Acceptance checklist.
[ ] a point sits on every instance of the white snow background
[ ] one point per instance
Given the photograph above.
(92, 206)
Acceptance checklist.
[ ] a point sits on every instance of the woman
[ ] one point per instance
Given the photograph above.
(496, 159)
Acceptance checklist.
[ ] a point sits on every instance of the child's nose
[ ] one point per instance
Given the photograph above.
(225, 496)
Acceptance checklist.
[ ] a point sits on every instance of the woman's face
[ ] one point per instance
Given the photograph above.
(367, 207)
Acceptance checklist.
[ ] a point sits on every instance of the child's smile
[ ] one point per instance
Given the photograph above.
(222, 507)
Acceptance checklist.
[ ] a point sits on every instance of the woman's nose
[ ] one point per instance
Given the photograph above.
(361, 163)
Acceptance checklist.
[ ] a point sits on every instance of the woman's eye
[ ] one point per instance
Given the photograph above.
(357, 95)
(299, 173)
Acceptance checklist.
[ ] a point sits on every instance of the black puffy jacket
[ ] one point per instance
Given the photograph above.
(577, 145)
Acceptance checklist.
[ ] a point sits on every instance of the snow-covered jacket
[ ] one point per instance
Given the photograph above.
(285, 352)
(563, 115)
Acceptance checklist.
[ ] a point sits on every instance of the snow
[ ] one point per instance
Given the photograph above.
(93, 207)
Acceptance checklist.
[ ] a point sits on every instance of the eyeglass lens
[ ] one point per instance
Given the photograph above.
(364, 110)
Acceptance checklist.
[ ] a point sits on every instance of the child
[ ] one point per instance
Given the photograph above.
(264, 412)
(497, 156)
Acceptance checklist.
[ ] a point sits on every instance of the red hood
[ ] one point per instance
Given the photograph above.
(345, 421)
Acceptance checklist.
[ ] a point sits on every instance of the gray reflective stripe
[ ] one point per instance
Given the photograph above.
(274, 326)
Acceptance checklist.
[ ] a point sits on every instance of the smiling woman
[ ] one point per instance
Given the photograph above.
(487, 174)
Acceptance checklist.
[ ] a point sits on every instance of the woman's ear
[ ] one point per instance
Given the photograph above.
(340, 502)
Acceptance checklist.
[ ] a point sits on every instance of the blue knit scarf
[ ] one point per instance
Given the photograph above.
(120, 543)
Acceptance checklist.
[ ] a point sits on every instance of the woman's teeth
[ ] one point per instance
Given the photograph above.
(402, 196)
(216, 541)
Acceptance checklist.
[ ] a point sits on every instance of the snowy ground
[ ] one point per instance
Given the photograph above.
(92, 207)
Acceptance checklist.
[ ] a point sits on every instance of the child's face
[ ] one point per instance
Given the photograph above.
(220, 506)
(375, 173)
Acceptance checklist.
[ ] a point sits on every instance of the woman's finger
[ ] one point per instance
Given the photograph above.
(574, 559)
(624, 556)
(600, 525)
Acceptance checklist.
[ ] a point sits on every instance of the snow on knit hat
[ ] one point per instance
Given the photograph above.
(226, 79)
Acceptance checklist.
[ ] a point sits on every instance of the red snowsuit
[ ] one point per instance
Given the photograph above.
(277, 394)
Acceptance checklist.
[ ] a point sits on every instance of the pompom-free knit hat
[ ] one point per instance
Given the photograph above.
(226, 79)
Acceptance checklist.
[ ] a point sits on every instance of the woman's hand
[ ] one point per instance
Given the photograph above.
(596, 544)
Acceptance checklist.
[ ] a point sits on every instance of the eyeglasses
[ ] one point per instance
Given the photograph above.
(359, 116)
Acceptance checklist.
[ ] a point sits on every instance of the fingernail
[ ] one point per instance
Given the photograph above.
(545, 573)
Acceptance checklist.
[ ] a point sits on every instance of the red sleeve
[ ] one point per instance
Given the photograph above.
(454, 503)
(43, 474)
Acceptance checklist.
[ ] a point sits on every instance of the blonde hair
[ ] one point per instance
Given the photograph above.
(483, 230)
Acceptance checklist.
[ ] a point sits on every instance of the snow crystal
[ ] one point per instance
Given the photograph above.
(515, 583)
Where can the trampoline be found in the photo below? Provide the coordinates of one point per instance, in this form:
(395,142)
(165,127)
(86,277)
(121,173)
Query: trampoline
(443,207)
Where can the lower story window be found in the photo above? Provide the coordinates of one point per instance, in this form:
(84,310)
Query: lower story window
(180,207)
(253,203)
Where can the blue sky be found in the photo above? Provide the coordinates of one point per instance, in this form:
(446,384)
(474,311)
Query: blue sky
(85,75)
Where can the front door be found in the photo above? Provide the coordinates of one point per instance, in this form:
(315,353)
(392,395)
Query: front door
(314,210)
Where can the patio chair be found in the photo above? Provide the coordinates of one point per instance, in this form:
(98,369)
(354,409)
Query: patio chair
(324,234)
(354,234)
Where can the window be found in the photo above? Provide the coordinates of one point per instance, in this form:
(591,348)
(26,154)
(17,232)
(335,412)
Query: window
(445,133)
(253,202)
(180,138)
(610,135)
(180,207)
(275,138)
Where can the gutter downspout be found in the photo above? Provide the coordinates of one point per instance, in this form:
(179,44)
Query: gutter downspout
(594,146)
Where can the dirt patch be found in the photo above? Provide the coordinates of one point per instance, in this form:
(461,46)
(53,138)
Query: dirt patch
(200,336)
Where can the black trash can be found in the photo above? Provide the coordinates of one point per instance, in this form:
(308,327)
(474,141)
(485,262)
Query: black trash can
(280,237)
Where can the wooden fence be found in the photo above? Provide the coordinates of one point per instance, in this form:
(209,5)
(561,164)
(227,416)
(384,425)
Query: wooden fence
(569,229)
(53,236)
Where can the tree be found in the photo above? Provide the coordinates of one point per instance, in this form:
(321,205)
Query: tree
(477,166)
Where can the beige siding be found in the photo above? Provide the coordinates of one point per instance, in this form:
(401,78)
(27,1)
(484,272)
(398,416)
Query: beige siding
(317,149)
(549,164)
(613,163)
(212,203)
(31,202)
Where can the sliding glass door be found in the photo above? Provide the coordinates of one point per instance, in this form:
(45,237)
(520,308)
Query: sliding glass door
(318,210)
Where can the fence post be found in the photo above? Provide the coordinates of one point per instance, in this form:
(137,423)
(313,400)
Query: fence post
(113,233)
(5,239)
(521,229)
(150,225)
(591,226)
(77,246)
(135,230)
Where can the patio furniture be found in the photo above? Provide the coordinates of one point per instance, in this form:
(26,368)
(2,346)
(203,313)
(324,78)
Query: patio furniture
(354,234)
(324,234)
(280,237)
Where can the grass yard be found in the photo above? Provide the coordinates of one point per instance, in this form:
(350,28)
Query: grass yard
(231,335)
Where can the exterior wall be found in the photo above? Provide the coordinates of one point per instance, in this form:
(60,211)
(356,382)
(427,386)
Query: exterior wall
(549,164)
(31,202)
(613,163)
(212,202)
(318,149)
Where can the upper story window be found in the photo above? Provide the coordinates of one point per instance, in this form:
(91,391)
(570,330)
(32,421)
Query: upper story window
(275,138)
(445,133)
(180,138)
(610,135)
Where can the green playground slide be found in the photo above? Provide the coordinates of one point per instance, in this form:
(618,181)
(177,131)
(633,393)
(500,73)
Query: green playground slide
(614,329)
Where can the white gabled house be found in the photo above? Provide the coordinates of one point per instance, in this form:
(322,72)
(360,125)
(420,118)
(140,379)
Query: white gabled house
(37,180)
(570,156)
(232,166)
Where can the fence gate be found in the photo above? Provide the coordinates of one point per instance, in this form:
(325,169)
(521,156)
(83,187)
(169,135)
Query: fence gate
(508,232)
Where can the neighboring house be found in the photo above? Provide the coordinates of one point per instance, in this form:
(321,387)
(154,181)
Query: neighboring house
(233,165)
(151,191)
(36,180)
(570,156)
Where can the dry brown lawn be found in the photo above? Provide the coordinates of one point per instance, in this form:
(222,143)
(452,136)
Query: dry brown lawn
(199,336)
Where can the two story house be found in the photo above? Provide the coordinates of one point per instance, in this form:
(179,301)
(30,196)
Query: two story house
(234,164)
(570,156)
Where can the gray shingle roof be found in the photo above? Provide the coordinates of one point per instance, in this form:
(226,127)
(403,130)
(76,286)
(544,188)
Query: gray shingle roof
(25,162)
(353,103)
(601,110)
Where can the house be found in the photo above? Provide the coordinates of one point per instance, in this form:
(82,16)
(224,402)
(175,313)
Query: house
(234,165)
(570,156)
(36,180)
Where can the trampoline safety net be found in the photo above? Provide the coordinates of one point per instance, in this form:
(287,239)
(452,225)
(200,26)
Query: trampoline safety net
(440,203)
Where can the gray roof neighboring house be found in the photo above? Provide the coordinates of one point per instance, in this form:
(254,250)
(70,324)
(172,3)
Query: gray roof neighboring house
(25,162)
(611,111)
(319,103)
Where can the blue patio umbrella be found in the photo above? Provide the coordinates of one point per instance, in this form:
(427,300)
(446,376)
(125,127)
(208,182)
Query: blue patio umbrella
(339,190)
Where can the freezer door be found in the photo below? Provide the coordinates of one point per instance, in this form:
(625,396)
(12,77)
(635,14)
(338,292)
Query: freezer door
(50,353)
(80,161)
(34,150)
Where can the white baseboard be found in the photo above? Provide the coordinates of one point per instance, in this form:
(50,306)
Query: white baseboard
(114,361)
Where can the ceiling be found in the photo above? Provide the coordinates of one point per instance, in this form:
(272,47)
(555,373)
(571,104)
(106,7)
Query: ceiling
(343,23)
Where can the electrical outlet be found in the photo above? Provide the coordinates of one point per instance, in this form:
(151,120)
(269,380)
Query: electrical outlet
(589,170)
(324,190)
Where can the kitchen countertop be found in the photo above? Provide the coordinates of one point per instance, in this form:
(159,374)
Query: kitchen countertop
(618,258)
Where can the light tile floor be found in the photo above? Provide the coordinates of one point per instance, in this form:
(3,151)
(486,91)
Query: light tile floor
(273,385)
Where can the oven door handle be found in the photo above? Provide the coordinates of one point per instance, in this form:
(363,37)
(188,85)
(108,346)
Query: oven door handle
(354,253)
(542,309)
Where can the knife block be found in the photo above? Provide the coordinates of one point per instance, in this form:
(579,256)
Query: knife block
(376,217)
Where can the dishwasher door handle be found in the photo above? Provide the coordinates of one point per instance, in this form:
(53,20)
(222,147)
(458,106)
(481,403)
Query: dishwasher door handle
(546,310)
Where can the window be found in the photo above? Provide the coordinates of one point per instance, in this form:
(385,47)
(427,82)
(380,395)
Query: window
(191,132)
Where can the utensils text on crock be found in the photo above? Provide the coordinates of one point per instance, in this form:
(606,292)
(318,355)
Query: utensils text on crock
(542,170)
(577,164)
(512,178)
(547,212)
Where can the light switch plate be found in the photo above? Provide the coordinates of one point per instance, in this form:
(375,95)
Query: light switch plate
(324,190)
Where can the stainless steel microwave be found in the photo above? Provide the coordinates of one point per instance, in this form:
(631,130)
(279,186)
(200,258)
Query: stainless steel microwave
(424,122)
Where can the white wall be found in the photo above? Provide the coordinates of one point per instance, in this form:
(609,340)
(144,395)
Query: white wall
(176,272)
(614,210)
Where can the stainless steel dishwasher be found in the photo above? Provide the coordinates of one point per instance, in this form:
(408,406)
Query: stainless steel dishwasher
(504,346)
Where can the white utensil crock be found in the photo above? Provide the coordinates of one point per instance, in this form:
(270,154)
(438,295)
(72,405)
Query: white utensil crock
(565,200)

[What the task asks] Quote, without alteration, the final stretch of the entries: the line with "Where can the knife" onward to the last line.

[Response to this task]
Where can the knife block be found in the photo above? Provide the coordinates of one point per instance, in this form:
(579,256)
Query: knife block
(376,217)
Where can the dishwasher door handle be found in the photo above? Provide the coordinates of one point per instance, in this form:
(53,20)
(222,147)
(458,106)
(481,403)
Query: dishwasher door handle
(546,310)
Where can the window be found in the photo above? Provide the coordinates of one point per instance, in this form:
(385,47)
(427,82)
(380,395)
Query: window
(191,132)
Where can the utensils text on crock be found in the photo above? Provide the coordinates of one point per instance, in this form:
(606,292)
(318,355)
Query: utensils text on crock
(542,170)
(577,164)
(512,178)
(547,212)
Where can the light switch plate be found in the photo above? Provide the coordinates of one point per instance, in this form:
(375,95)
Query: light switch plate
(324,190)
Where can the stainless steel microwave be found in the photo above? Provide the coordinates of one point per instance, in this form:
(631,130)
(279,186)
(200,258)
Query: stainless steel microwave
(424,122)
Where can the white wall be found in the photo above? Provide the coordinates of one point per instance, in this form:
(609,340)
(144,395)
Query: white wall
(176,272)
(614,210)
Where can the stainless steel dishwasher be found in the photo above? Provide the coordinates of one point per instance, in this form:
(408,406)
Query: stainless steel dishwasher
(504,346)
Where can the white utensil crock be found in the photo above? Provide the coordinates of one point per instance, in this form:
(270,154)
(438,295)
(72,405)
Query: white utensil crock
(565,200)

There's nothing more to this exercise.